======== Extracto proporcionado ========

Las primeras necesidades del hombre son la comida y bebida (sólo después viene el vestido y la casa, la salud y libertad). Ciertamente, hay otras carencias dolorosas (de cariño, cultura, palabra...; cf. Mt 4, 4). Pero la más honda, la más dura, es la falta de comida y bebida. Allí donde este mundo lleno de riquezas condena al hambre y sed (pan tasado y agua contaminada) a millones de personas (o las pone en situación de inseguridad permanente) no sólo se vuelve injusto, sino contrario a la voluntad de Dios. Pues bien, en este contexto Jesús viene a presentarse como Mesías de los hambrientos y sedientos. Es Mesías porque comparte el hambre y sed de los hombres. Es Mesías porque inicia un movimiento de liberación que empieza dando de comer y de beber a los hambrientos y sedientos.
El hambre y sed son la primera de las necesidades y deberían ser fáciles de remediar, pues la tierra puede ofrecer alimento y agua suficiente para todos. Más todavía, el capitalismo moderno sabe producir, de manera que hay (puede haber) comida y agua sufriente para remediar el hambre y sed universal. Pero el capitalismo no sabe compartir: no quiere que todos los hombres se sienten a la mesa de la palabra (diálogo gratuito) y de la "bendición" del pan y del agua, para comer y beber y para ofrecerse dignidad unos a otros, cultivando el misterio de la vida, en amistad y de confianza. Por eso, mientras haya división en el mundo, mientras unos acaparen y posean a costa de los otros seguirá habiendo hambre y sed, no habrá justicia, ni se cumplirá la voluntad de Dios en la tierra.

========

■ Tareas pendientes:
a - Reproduce palabra por palabra el fragmento del texto sobre el hambre y la sed que va desde "Las primeras necesidades" hasta "a los hambrientos y sedientos.".
b - Indica cuáles son las primeras necesidades del hombre según el texto sobre el hambre y la sed.

======== Datos listados ========

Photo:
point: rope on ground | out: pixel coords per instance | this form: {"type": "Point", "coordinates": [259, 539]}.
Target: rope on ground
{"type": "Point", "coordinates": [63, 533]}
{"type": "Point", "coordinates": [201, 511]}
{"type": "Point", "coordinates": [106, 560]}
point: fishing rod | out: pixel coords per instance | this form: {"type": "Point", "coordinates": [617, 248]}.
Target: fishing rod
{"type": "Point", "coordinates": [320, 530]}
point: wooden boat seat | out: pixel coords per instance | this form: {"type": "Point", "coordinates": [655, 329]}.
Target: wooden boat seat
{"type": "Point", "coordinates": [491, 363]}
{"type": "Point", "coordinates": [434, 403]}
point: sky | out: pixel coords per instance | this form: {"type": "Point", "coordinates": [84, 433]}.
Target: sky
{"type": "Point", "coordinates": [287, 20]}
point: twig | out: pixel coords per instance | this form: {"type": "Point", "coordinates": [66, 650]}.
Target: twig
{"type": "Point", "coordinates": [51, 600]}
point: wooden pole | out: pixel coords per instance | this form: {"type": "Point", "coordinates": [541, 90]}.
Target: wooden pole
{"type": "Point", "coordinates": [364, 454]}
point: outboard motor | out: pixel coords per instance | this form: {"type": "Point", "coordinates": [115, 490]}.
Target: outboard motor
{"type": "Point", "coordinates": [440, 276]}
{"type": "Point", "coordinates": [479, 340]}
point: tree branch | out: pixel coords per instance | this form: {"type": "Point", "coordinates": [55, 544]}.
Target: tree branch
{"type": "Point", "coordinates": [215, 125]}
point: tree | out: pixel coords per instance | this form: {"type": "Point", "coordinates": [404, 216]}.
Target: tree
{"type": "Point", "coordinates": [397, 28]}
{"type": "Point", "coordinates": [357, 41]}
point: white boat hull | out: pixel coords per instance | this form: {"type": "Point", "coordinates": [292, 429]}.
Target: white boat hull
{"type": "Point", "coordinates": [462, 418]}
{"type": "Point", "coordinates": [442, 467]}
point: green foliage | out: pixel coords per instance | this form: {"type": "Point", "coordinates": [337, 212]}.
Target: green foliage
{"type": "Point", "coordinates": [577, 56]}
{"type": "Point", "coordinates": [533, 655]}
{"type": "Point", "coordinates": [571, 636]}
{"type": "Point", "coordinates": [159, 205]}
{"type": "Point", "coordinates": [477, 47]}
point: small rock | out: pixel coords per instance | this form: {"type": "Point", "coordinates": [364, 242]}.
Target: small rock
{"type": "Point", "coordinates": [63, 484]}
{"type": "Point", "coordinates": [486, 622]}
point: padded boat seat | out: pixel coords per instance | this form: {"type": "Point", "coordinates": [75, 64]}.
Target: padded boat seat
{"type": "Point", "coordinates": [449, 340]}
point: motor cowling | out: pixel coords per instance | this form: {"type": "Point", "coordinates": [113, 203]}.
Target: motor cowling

========

■ Soluciones del ejercicio:
a -
Las primeras necesidades del hombre son la comida y bebida (sólo después viene el vestido y la casa, la salud y libertad). Ciertamente, hay otras carencias dolorosas (de cariño, cultura, palabra...; cf. Mt 4, 4). Pero la más honda, la más dura, es la falta de comida y bebida. Allí donde este mundo lleno de riquezas condena al hambre y sed (pan tasado y agua contaminada) a millones de personas (o las pone en situación de inseguridad permanente) no sólo se vuelve injusto, sino contrario a la voluntad de Dios. Pues bien, en este contexto Jesús viene a presentarse como Mesías de los hambrientos y sedientos. Es Mesías porque comparte el hambre y sed de los hombres. Es Mesías porque inicia un movimiento de liberación que empieza dando de comer y de beber a los hambrientos y sedientos.

b - Las primeras necesidades del hombre son la comida y la bebida.